**Given instruction**
Quote verbatim the rows below, starting with the line that contains "Detect high table." and continuing through the final line of the rows, with both ends included.

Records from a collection
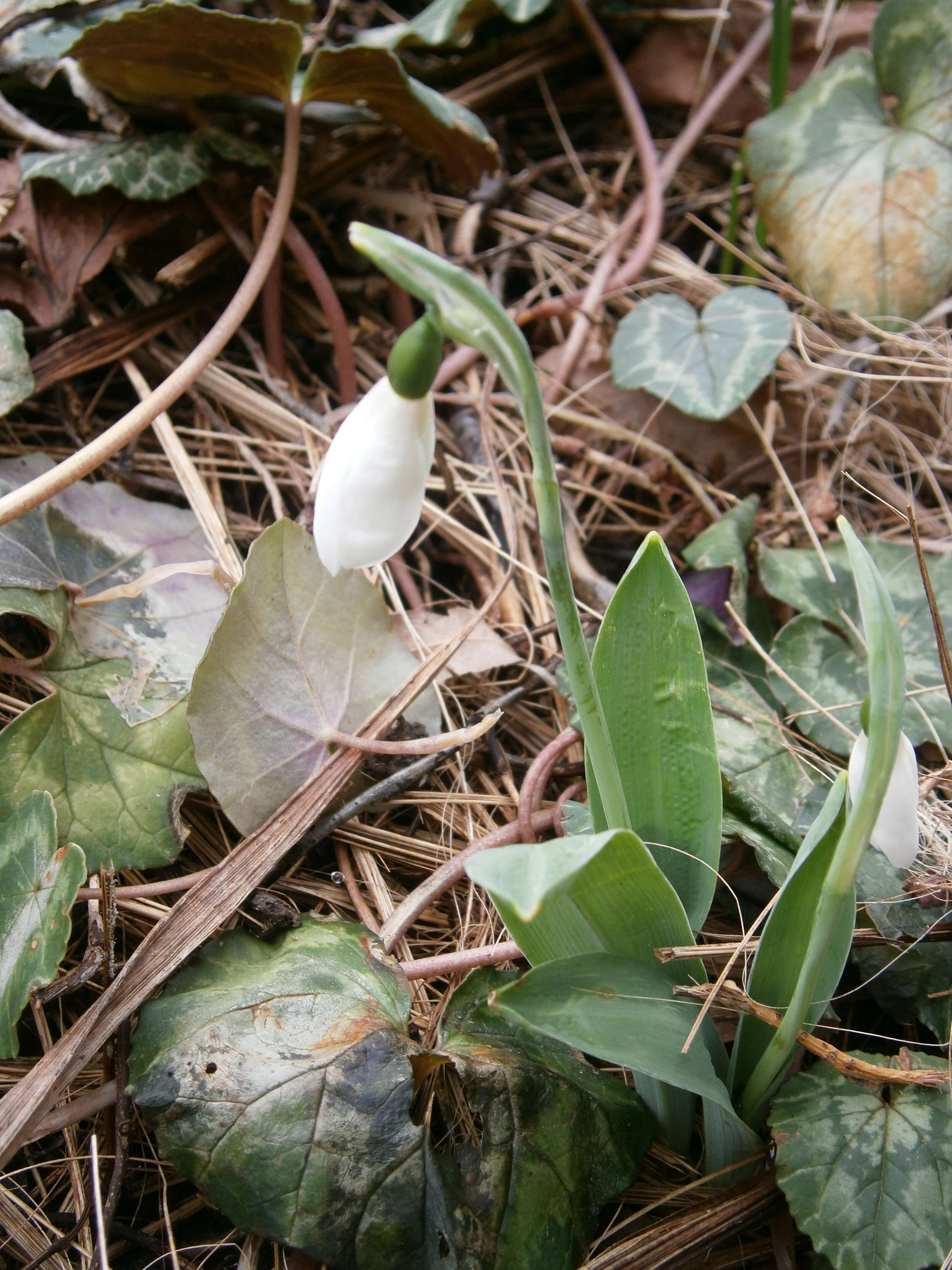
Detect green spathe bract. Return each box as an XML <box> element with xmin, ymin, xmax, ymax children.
<box><xmin>349</xmin><ymin>222</ymin><xmax>631</xmax><ymax>828</ymax></box>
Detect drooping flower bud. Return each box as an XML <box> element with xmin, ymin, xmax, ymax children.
<box><xmin>313</xmin><ymin>315</ymin><xmax>443</xmax><ymax>575</ymax></box>
<box><xmin>849</xmin><ymin>697</ymin><xmax>919</xmax><ymax>869</ymax></box>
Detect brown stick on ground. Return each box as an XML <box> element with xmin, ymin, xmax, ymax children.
<box><xmin>674</xmin><ymin>980</ymin><xmax>949</xmax><ymax>1088</ymax></box>
<box><xmin>546</xmin><ymin>0</ymin><xmax>664</xmax><ymax>401</ymax></box>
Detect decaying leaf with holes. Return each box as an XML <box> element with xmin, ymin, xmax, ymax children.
<box><xmin>0</xmin><ymin>793</ymin><xmax>86</xmax><ymax>1058</ymax></box>
<box><xmin>129</xmin><ymin>914</ymin><xmax>651</xmax><ymax>1270</ymax></box>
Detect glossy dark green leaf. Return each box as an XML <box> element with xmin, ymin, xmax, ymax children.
<box><xmin>586</xmin><ymin>535</ymin><xmax>721</xmax><ymax>930</ymax></box>
<box><xmin>746</xmin><ymin>0</ymin><xmax>952</xmax><ymax>319</ymax></box>
<box><xmin>771</xmin><ymin>1054</ymin><xmax>952</xmax><ymax>1270</ymax></box>
<box><xmin>495</xmin><ymin>952</ymin><xmax>732</xmax><ymax>1111</ymax></box>
<box><xmin>0</xmin><ymin>309</ymin><xmax>33</xmax><ymax>418</ymax></box>
<box><xmin>301</xmin><ymin>44</ymin><xmax>499</xmax><ymax>189</ymax></box>
<box><xmin>759</xmin><ymin>537</ymin><xmax>952</xmax><ymax>757</ymax></box>
<box><xmin>0</xmin><ymin>587</ymin><xmax>204</xmax><ymax>870</ymax></box>
<box><xmin>729</xmin><ymin>773</ymin><xmax>855</xmax><ymax>1112</ymax></box>
<box><xmin>188</xmin><ymin>519</ymin><xmax>439</xmax><ymax>833</ymax></box>
<box><xmin>0</xmin><ymin>793</ymin><xmax>86</xmax><ymax>1058</ymax></box>
<box><xmin>129</xmin><ymin>914</ymin><xmax>650</xmax><ymax>1270</ymax></box>
<box><xmin>853</xmin><ymin>941</ymin><xmax>952</xmax><ymax>1045</ymax></box>
<box><xmin>69</xmin><ymin>3</ymin><xmax>301</xmax><ymax>102</ymax></box>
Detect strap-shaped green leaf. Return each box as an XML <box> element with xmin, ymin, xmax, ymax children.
<box><xmin>586</xmin><ymin>533</ymin><xmax>721</xmax><ymax>930</ymax></box>
<box><xmin>729</xmin><ymin>772</ymin><xmax>854</xmax><ymax>1112</ymax></box>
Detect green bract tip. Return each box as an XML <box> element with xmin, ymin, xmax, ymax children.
<box><xmin>387</xmin><ymin>312</ymin><xmax>443</xmax><ymax>401</ymax></box>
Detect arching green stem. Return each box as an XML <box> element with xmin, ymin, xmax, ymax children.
<box><xmin>740</xmin><ymin>517</ymin><xmax>905</xmax><ymax>1125</ymax></box>
<box><xmin>350</xmin><ymin>224</ymin><xmax>631</xmax><ymax>829</ymax></box>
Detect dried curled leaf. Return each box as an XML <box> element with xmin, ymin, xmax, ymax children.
<box><xmin>746</xmin><ymin>0</ymin><xmax>952</xmax><ymax>319</ymax></box>
<box><xmin>0</xmin><ymin>793</ymin><xmax>86</xmax><ymax>1058</ymax></box>
<box><xmin>188</xmin><ymin>519</ymin><xmax>439</xmax><ymax>833</ymax></box>
<box><xmin>129</xmin><ymin>914</ymin><xmax>650</xmax><ymax>1270</ymax></box>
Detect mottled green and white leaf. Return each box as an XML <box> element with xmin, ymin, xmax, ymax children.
<box><xmin>0</xmin><ymin>309</ymin><xmax>34</xmax><ymax>418</ymax></box>
<box><xmin>129</xmin><ymin>914</ymin><xmax>650</xmax><ymax>1270</ymax></box>
<box><xmin>612</xmin><ymin>287</ymin><xmax>793</xmax><ymax>419</ymax></box>
<box><xmin>188</xmin><ymin>519</ymin><xmax>439</xmax><ymax>833</ymax></box>
<box><xmin>0</xmin><ymin>791</ymin><xmax>86</xmax><ymax>1058</ymax></box>
<box><xmin>20</xmin><ymin>132</ymin><xmax>213</xmax><ymax>201</ymax></box>
<box><xmin>0</xmin><ymin>453</ymin><xmax>225</xmax><ymax>724</ymax></box>
<box><xmin>759</xmin><ymin>537</ymin><xmax>952</xmax><ymax>757</ymax></box>
<box><xmin>0</xmin><ymin>587</ymin><xmax>204</xmax><ymax>870</ymax></box>
<box><xmin>771</xmin><ymin>1053</ymin><xmax>952</xmax><ymax>1270</ymax></box>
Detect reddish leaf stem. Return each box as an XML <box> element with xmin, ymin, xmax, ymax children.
<box><xmin>0</xmin><ymin>105</ymin><xmax>301</xmax><ymax>525</ymax></box>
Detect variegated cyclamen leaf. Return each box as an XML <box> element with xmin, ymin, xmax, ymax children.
<box><xmin>357</xmin><ymin>0</ymin><xmax>551</xmax><ymax>49</ymax></box>
<box><xmin>771</xmin><ymin>1053</ymin><xmax>952</xmax><ymax>1270</ymax></box>
<box><xmin>0</xmin><ymin>309</ymin><xmax>33</xmax><ymax>418</ymax></box>
<box><xmin>188</xmin><ymin>519</ymin><xmax>439</xmax><ymax>833</ymax></box>
<box><xmin>745</xmin><ymin>0</ymin><xmax>952</xmax><ymax>319</ymax></box>
<box><xmin>612</xmin><ymin>287</ymin><xmax>793</xmax><ymax>419</ymax></box>
<box><xmin>0</xmin><ymin>791</ymin><xmax>86</xmax><ymax>1058</ymax></box>
<box><xmin>0</xmin><ymin>452</ymin><xmax>225</xmax><ymax>725</ymax></box>
<box><xmin>20</xmin><ymin>132</ymin><xmax>213</xmax><ymax>201</ymax></box>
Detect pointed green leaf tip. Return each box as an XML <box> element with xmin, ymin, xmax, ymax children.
<box><xmin>387</xmin><ymin>312</ymin><xmax>443</xmax><ymax>401</ymax></box>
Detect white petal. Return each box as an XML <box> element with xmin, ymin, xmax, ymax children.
<box><xmin>313</xmin><ymin>377</ymin><xmax>437</xmax><ymax>574</ymax></box>
<box><xmin>849</xmin><ymin>732</ymin><xmax>919</xmax><ymax>869</ymax></box>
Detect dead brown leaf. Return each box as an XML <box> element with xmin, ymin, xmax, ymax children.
<box><xmin>0</xmin><ymin>179</ymin><xmax>178</xmax><ymax>328</ymax></box>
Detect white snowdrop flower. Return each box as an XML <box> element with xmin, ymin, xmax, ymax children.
<box><xmin>313</xmin><ymin>315</ymin><xmax>443</xmax><ymax>577</ymax></box>
<box><xmin>849</xmin><ymin>732</ymin><xmax>919</xmax><ymax>869</ymax></box>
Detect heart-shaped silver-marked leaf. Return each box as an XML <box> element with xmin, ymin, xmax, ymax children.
<box><xmin>612</xmin><ymin>287</ymin><xmax>793</xmax><ymax>419</ymax></box>
<box><xmin>771</xmin><ymin>1054</ymin><xmax>952</xmax><ymax>1270</ymax></box>
<box><xmin>0</xmin><ymin>453</ymin><xmax>225</xmax><ymax>724</ymax></box>
<box><xmin>745</xmin><ymin>0</ymin><xmax>952</xmax><ymax>319</ymax></box>
<box><xmin>0</xmin><ymin>793</ymin><xmax>86</xmax><ymax>1058</ymax></box>
<box><xmin>129</xmin><ymin>914</ymin><xmax>651</xmax><ymax>1270</ymax></box>
<box><xmin>188</xmin><ymin>521</ymin><xmax>439</xmax><ymax>833</ymax></box>
<box><xmin>0</xmin><ymin>309</ymin><xmax>33</xmax><ymax>416</ymax></box>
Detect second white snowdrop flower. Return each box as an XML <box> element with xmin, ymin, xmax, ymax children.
<box><xmin>849</xmin><ymin>701</ymin><xmax>919</xmax><ymax>869</ymax></box>
<box><xmin>313</xmin><ymin>316</ymin><xmax>443</xmax><ymax>577</ymax></box>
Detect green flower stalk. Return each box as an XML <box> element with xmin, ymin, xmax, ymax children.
<box><xmin>349</xmin><ymin>222</ymin><xmax>631</xmax><ymax>829</ymax></box>
<box><xmin>739</xmin><ymin>517</ymin><xmax>905</xmax><ymax>1125</ymax></box>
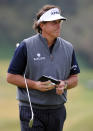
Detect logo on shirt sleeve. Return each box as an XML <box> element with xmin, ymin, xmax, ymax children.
<box><xmin>33</xmin><ymin>53</ymin><xmax>45</xmax><ymax>61</ymax></box>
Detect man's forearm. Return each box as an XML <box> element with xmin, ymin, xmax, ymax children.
<box><xmin>65</xmin><ymin>75</ymin><xmax>78</xmax><ymax>89</ymax></box>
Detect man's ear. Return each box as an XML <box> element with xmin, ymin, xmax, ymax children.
<box><xmin>40</xmin><ymin>23</ymin><xmax>44</xmax><ymax>29</ymax></box>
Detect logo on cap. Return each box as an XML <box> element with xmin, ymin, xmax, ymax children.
<box><xmin>51</xmin><ymin>11</ymin><xmax>60</xmax><ymax>15</ymax></box>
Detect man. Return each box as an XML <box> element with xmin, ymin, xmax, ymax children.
<box><xmin>7</xmin><ymin>5</ymin><xmax>80</xmax><ymax>131</ymax></box>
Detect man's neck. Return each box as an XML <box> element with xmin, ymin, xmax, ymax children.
<box><xmin>42</xmin><ymin>34</ymin><xmax>56</xmax><ymax>47</ymax></box>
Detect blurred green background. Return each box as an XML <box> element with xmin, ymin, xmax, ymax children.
<box><xmin>0</xmin><ymin>0</ymin><xmax>93</xmax><ymax>131</ymax></box>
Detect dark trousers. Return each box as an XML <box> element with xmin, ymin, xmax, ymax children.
<box><xmin>19</xmin><ymin>105</ymin><xmax>66</xmax><ymax>131</ymax></box>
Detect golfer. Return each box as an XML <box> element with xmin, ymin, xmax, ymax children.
<box><xmin>7</xmin><ymin>5</ymin><xmax>80</xmax><ymax>131</ymax></box>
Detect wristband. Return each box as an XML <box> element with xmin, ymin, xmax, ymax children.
<box><xmin>64</xmin><ymin>81</ymin><xmax>68</xmax><ymax>89</ymax></box>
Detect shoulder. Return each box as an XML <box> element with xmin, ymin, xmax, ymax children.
<box><xmin>58</xmin><ymin>37</ymin><xmax>73</xmax><ymax>48</ymax></box>
<box><xmin>58</xmin><ymin>37</ymin><xmax>74</xmax><ymax>54</ymax></box>
<box><xmin>23</xmin><ymin>34</ymin><xmax>39</xmax><ymax>44</ymax></box>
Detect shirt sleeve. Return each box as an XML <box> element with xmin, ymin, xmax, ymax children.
<box><xmin>8</xmin><ymin>42</ymin><xmax>27</xmax><ymax>75</ymax></box>
<box><xmin>70</xmin><ymin>50</ymin><xmax>80</xmax><ymax>75</ymax></box>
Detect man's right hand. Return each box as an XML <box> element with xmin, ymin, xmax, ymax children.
<box><xmin>34</xmin><ymin>81</ymin><xmax>55</xmax><ymax>92</ymax></box>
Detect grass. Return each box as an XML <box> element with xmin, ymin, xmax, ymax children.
<box><xmin>0</xmin><ymin>59</ymin><xmax>93</xmax><ymax>131</ymax></box>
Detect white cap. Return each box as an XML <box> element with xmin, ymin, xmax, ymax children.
<box><xmin>38</xmin><ymin>8</ymin><xmax>66</xmax><ymax>24</ymax></box>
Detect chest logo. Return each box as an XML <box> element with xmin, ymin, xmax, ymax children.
<box><xmin>34</xmin><ymin>53</ymin><xmax>45</xmax><ymax>61</ymax></box>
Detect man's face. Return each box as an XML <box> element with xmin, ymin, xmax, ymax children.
<box><xmin>41</xmin><ymin>20</ymin><xmax>62</xmax><ymax>38</ymax></box>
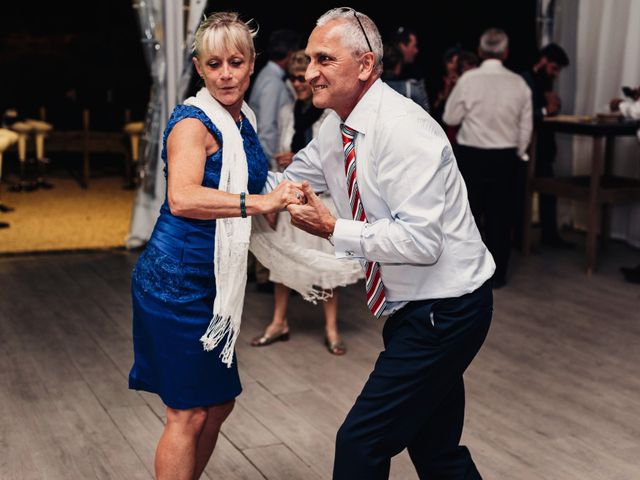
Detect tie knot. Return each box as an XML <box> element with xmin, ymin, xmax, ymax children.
<box><xmin>340</xmin><ymin>123</ymin><xmax>358</xmax><ymax>145</ymax></box>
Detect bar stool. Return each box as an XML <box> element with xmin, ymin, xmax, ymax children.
<box><xmin>25</xmin><ymin>120</ymin><xmax>53</xmax><ymax>189</ymax></box>
<box><xmin>11</xmin><ymin>121</ymin><xmax>36</xmax><ymax>192</ymax></box>
<box><xmin>0</xmin><ymin>128</ymin><xmax>18</xmax><ymax>228</ymax></box>
<box><xmin>122</xmin><ymin>122</ymin><xmax>144</xmax><ymax>188</ymax></box>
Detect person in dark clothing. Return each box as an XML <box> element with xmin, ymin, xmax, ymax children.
<box><xmin>516</xmin><ymin>43</ymin><xmax>575</xmax><ymax>248</ymax></box>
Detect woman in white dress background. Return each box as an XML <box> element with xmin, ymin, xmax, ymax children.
<box><xmin>251</xmin><ymin>50</ymin><xmax>363</xmax><ymax>355</ymax></box>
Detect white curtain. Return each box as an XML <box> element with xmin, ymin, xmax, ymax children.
<box><xmin>572</xmin><ymin>0</ymin><xmax>640</xmax><ymax>247</ymax></box>
<box><xmin>125</xmin><ymin>0</ymin><xmax>207</xmax><ymax>248</ymax></box>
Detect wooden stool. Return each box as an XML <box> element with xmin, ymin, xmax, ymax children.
<box><xmin>122</xmin><ymin>122</ymin><xmax>144</xmax><ymax>188</ymax></box>
<box><xmin>25</xmin><ymin>119</ymin><xmax>53</xmax><ymax>189</ymax></box>
<box><xmin>11</xmin><ymin>122</ymin><xmax>35</xmax><ymax>191</ymax></box>
<box><xmin>0</xmin><ymin>128</ymin><xmax>18</xmax><ymax>228</ymax></box>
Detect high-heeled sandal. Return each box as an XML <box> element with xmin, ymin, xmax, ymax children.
<box><xmin>251</xmin><ymin>328</ymin><xmax>289</xmax><ymax>347</ymax></box>
<box><xmin>324</xmin><ymin>337</ymin><xmax>347</xmax><ymax>356</ymax></box>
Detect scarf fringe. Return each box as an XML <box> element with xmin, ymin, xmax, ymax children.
<box><xmin>200</xmin><ymin>314</ymin><xmax>240</xmax><ymax>368</ymax></box>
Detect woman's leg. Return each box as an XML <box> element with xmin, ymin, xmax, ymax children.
<box><xmin>193</xmin><ymin>400</ymin><xmax>235</xmax><ymax>479</ymax></box>
<box><xmin>265</xmin><ymin>283</ymin><xmax>291</xmax><ymax>334</ymax></box>
<box><xmin>322</xmin><ymin>289</ymin><xmax>340</xmax><ymax>342</ymax></box>
<box><xmin>251</xmin><ymin>283</ymin><xmax>290</xmax><ymax>347</ymax></box>
<box><xmin>155</xmin><ymin>407</ymin><xmax>207</xmax><ymax>480</ymax></box>
<box><xmin>323</xmin><ymin>289</ymin><xmax>347</xmax><ymax>355</ymax></box>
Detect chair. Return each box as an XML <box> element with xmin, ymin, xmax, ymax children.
<box><xmin>0</xmin><ymin>128</ymin><xmax>19</xmax><ymax>228</ymax></box>
<box><xmin>123</xmin><ymin>122</ymin><xmax>144</xmax><ymax>188</ymax></box>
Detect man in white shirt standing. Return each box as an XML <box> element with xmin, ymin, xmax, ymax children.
<box><xmin>267</xmin><ymin>8</ymin><xmax>495</xmax><ymax>480</ymax></box>
<box><xmin>248</xmin><ymin>29</ymin><xmax>300</xmax><ymax>165</ymax></box>
<box><xmin>442</xmin><ymin>28</ymin><xmax>533</xmax><ymax>288</ymax></box>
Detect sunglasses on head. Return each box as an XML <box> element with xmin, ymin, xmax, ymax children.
<box><xmin>340</xmin><ymin>7</ymin><xmax>373</xmax><ymax>52</ymax></box>
<box><xmin>288</xmin><ymin>74</ymin><xmax>306</xmax><ymax>83</ymax></box>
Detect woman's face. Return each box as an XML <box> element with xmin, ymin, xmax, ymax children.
<box><xmin>193</xmin><ymin>52</ymin><xmax>254</xmax><ymax>113</ymax></box>
<box><xmin>289</xmin><ymin>68</ymin><xmax>311</xmax><ymax>102</ymax></box>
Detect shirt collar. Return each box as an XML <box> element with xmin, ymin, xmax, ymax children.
<box><xmin>344</xmin><ymin>79</ymin><xmax>384</xmax><ymax>134</ymax></box>
<box><xmin>480</xmin><ymin>58</ymin><xmax>502</xmax><ymax>68</ymax></box>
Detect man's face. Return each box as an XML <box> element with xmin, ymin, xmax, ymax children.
<box><xmin>305</xmin><ymin>19</ymin><xmax>371</xmax><ymax>120</ymax></box>
<box><xmin>400</xmin><ymin>33</ymin><xmax>420</xmax><ymax>64</ymax></box>
<box><xmin>544</xmin><ymin>60</ymin><xmax>562</xmax><ymax>79</ymax></box>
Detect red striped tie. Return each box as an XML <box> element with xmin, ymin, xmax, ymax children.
<box><xmin>340</xmin><ymin>124</ymin><xmax>387</xmax><ymax>318</ymax></box>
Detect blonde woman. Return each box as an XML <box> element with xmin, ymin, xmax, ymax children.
<box><xmin>129</xmin><ymin>12</ymin><xmax>304</xmax><ymax>480</ymax></box>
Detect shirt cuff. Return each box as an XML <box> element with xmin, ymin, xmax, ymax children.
<box><xmin>333</xmin><ymin>218</ymin><xmax>366</xmax><ymax>258</ymax></box>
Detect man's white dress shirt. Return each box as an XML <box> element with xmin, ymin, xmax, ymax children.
<box><xmin>265</xmin><ymin>80</ymin><xmax>495</xmax><ymax>304</ymax></box>
<box><xmin>442</xmin><ymin>59</ymin><xmax>533</xmax><ymax>160</ymax></box>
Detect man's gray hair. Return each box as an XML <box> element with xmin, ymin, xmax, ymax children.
<box><xmin>316</xmin><ymin>7</ymin><xmax>383</xmax><ymax>75</ymax></box>
<box><xmin>480</xmin><ymin>28</ymin><xmax>509</xmax><ymax>58</ymax></box>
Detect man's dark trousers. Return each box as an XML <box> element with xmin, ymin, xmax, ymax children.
<box><xmin>333</xmin><ymin>282</ymin><xmax>493</xmax><ymax>480</ymax></box>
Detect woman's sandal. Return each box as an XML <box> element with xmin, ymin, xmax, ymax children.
<box><xmin>251</xmin><ymin>328</ymin><xmax>289</xmax><ymax>347</ymax></box>
<box><xmin>324</xmin><ymin>337</ymin><xmax>347</xmax><ymax>356</ymax></box>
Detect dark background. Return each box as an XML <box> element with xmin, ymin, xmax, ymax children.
<box><xmin>0</xmin><ymin>0</ymin><xmax>536</xmax><ymax>124</ymax></box>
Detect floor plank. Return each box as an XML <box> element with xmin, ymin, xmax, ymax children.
<box><xmin>0</xmin><ymin>242</ymin><xmax>640</xmax><ymax>480</ymax></box>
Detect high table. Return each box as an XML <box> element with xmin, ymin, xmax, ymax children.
<box><xmin>522</xmin><ymin>116</ymin><xmax>640</xmax><ymax>275</ymax></box>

**Response to the task**
Detect high table. Return each box as an XML <box> element with xmin, ymin, xmax, ymax children.
<box><xmin>522</xmin><ymin>116</ymin><xmax>640</xmax><ymax>275</ymax></box>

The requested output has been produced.